(EXTRACTED RECORDS Opens)

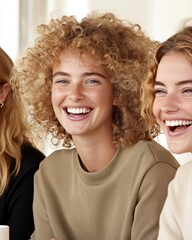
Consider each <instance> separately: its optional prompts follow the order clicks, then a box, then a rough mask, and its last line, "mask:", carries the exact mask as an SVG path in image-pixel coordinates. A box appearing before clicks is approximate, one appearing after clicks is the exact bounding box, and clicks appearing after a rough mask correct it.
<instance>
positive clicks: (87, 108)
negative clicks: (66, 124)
mask: <svg viewBox="0 0 192 240" xmlns="http://www.w3.org/2000/svg"><path fill="white" fill-rule="evenodd" d="M91 110H92V109H91V108H72V107H69V108H66V112H67V114H68V115H84V114H87V113H89V112H91Z"/></svg>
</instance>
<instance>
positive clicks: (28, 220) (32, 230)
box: [0, 145, 45, 240]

(EXTRACTED RECORDS Closes)

*WHAT THE TASK REQUIRES*.
Find every line in the items above that contains the word "positive", and copy each one. Case counts.

*TASK RESPONSE*.
positive clicks: (87, 108)
positive clicks: (28, 220) (32, 230)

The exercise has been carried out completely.